--- TASK PROMPT ---
Reproduce all records exactly.

--- ITEMS ---
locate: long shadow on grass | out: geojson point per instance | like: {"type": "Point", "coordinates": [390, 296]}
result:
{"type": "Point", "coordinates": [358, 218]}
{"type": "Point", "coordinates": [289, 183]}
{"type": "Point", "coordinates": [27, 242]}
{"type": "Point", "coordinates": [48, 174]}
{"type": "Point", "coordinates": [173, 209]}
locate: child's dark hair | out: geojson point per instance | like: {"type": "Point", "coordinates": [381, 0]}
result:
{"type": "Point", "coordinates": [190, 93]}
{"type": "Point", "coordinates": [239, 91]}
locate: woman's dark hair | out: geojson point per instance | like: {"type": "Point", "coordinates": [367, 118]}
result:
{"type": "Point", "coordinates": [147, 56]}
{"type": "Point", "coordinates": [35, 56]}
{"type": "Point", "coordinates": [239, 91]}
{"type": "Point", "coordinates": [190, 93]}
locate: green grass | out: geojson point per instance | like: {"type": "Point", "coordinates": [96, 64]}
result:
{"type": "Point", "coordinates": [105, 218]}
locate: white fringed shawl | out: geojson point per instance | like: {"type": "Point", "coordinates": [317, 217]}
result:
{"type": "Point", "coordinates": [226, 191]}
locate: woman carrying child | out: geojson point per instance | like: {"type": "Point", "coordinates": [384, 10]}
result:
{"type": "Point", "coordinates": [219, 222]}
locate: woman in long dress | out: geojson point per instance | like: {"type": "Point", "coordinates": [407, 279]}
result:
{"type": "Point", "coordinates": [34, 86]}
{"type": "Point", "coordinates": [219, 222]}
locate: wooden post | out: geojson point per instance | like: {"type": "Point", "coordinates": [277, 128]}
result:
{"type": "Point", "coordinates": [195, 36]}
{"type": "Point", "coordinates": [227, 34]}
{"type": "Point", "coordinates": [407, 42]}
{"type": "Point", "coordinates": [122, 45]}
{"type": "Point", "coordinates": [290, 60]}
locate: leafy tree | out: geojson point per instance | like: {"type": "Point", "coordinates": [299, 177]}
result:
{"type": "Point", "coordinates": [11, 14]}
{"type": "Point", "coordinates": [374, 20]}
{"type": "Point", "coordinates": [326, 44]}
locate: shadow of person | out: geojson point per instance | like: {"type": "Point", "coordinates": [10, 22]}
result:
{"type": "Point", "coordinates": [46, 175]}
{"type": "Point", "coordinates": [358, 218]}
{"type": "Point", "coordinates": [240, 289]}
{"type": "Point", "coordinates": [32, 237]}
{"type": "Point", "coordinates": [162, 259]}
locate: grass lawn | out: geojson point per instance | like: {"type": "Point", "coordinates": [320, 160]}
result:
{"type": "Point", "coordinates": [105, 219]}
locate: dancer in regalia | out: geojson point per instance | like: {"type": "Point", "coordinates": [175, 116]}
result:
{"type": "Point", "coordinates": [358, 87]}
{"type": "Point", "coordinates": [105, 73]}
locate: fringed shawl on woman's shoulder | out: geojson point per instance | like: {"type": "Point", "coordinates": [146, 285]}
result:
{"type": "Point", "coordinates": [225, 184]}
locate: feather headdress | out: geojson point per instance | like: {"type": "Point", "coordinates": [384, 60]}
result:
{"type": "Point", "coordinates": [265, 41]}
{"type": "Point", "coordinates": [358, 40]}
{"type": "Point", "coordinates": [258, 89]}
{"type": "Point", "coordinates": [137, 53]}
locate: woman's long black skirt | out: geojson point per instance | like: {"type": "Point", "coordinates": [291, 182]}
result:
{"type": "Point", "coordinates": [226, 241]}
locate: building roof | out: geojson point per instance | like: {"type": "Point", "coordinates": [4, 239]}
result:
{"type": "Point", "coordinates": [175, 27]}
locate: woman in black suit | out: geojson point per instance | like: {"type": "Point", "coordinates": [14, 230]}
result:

--- EXERCISE OUTPUT ---
locate: long shadow on grass | out: geojson point per instance | like: {"type": "Point", "coordinates": [390, 296]}
result:
{"type": "Point", "coordinates": [358, 218]}
{"type": "Point", "coordinates": [289, 183]}
{"type": "Point", "coordinates": [27, 242]}
{"type": "Point", "coordinates": [48, 174]}
{"type": "Point", "coordinates": [173, 209]}
locate: child's dark hair | out: geojson point per instance | like: {"type": "Point", "coordinates": [381, 0]}
result:
{"type": "Point", "coordinates": [190, 93]}
{"type": "Point", "coordinates": [239, 91]}
locate: woman's dark hair | out: geojson point per instance | like: {"type": "Point", "coordinates": [367, 118]}
result:
{"type": "Point", "coordinates": [147, 56]}
{"type": "Point", "coordinates": [35, 56]}
{"type": "Point", "coordinates": [239, 91]}
{"type": "Point", "coordinates": [190, 93]}
locate: green grass | out: geojson point per instance | like: {"type": "Point", "coordinates": [96, 64]}
result:
{"type": "Point", "coordinates": [105, 218]}
locate: white fringed shawl | out: geojson point per instance | like: {"type": "Point", "coordinates": [317, 217]}
result:
{"type": "Point", "coordinates": [226, 191]}
locate: woman carrying child | out: geojson point per instance | like: {"type": "Point", "coordinates": [384, 10]}
result:
{"type": "Point", "coordinates": [219, 222]}
locate: woman in long dress | out: geojson point per instance | like: {"type": "Point", "coordinates": [407, 279]}
result:
{"type": "Point", "coordinates": [34, 86]}
{"type": "Point", "coordinates": [219, 222]}
locate: wooden post | out: geojson point per instance | like: {"type": "Point", "coordinates": [277, 128]}
result:
{"type": "Point", "coordinates": [195, 36]}
{"type": "Point", "coordinates": [227, 34]}
{"type": "Point", "coordinates": [407, 42]}
{"type": "Point", "coordinates": [122, 45]}
{"type": "Point", "coordinates": [290, 60]}
locate: leafy tree | out: geojson point per instance | like: {"type": "Point", "coordinates": [299, 177]}
result:
{"type": "Point", "coordinates": [11, 14]}
{"type": "Point", "coordinates": [374, 20]}
{"type": "Point", "coordinates": [326, 44]}
locate: shadow of person | out: geojson point per instance | like: {"type": "Point", "coordinates": [10, 22]}
result:
{"type": "Point", "coordinates": [46, 175]}
{"type": "Point", "coordinates": [358, 218]}
{"type": "Point", "coordinates": [240, 289]}
{"type": "Point", "coordinates": [32, 237]}
{"type": "Point", "coordinates": [162, 259]}
locate: grass lawn | out: geojson point per instance | like: {"type": "Point", "coordinates": [320, 160]}
result:
{"type": "Point", "coordinates": [105, 219]}
locate: dancer in regalia | out: geojson point per instance | like: {"type": "Point", "coordinates": [175, 116]}
result:
{"type": "Point", "coordinates": [358, 87]}
{"type": "Point", "coordinates": [105, 73]}
locate: fringed shawl on woman's shoulder | out: geojson point per instance | like: {"type": "Point", "coordinates": [146, 285]}
result:
{"type": "Point", "coordinates": [225, 184]}
locate: feather headdress | out: geojson point per instance | like: {"type": "Point", "coordinates": [384, 60]}
result:
{"type": "Point", "coordinates": [265, 41]}
{"type": "Point", "coordinates": [358, 40]}
{"type": "Point", "coordinates": [258, 89]}
{"type": "Point", "coordinates": [137, 53]}
locate: woman's long black skirt | out: geojson point per instance | like: {"type": "Point", "coordinates": [291, 182]}
result:
{"type": "Point", "coordinates": [226, 241]}
locate: building roof | out: geojson point per instance | like: {"type": "Point", "coordinates": [4, 239]}
result:
{"type": "Point", "coordinates": [175, 27]}
locate: woman in black suit | out: geojson point per instance | like: {"type": "Point", "coordinates": [14, 230]}
result:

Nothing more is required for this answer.